>> begin DATASET EXCERPTS
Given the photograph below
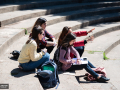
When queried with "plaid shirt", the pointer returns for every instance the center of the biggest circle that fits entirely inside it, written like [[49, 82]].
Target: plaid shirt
[[48, 35]]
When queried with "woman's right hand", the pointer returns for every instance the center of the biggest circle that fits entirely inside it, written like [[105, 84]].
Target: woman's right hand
[[44, 50], [90, 38], [79, 62]]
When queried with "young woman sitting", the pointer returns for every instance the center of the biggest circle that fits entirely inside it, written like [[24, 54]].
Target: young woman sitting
[[79, 45], [49, 43], [29, 59], [67, 62]]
>> end DATASET EXCERPTS
**WHAT THIS TASK INVOLVES**
Please write out every line above again, scaling each point coordinate in the answers by 2.25 and rounding it to a whole number, with halves rounded up. Leave every other number unchanged and omit the pictures.

**FINAL RESULT**
Given the photograph below
When queried with "plaid shirt", the pointer returns for every instance the center of the biggest circle that fits entirely inside it, written like [[49, 82]].
Target: plaid shirt
[[108, 79]]
When queried with "woman's right hand", the pointer returns for every instance the center of the biggest circle that fits entirely inside it, written like [[105, 84]].
Target: woman's right hand
[[99, 113], [203, 86], [178, 140]]
When queried with "young woman sitting", the pointer returns for every instance the center of the biggest circle that fits entirely inside it, written like [[24, 54]].
Target: young woman sitting
[[178, 101], [110, 97], [65, 133], [151, 140]]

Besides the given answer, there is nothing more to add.